*Stated task*: Return the records, each one exactly as written.

▶

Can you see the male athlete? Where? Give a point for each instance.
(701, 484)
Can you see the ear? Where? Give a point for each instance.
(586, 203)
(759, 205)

◀

*Answer to this task*:
Can you see the male athlete? Where? Give a point for each instance.
(701, 484)
Can you see the ear? Where? Give a point for each instance.
(586, 203)
(759, 205)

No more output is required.